## TASK TO CARRY OUT:
Locate every line in the items below that contains the word "Where", and copy each of those lines.

## MATERIALS PROVIDED:

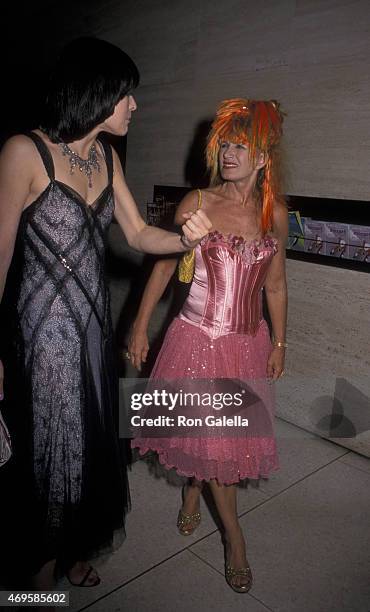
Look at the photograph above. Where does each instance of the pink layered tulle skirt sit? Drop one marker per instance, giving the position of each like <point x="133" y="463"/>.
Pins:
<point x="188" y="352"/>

...

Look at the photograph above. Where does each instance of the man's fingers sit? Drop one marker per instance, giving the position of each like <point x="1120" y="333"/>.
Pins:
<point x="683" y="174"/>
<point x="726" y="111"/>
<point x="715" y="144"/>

* * *

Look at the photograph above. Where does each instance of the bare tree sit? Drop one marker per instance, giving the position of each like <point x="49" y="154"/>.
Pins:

## EXERCISE SOLUTION:
Look at the photograph above. Where does each instance of the pink layered tulle skirt sit? Drop one marker per instance, giving the position of each like <point x="133" y="463"/>.
Look at the photograph above. Where does each instance of the man's fingers sit? Drop one marker per instance, giving the position of each like <point x="1120" y="333"/>.
Look at the photograph above. Where does each instance of the bare tree sit? Drop one marker per instance, giving the position of each like <point x="49" y="154"/>.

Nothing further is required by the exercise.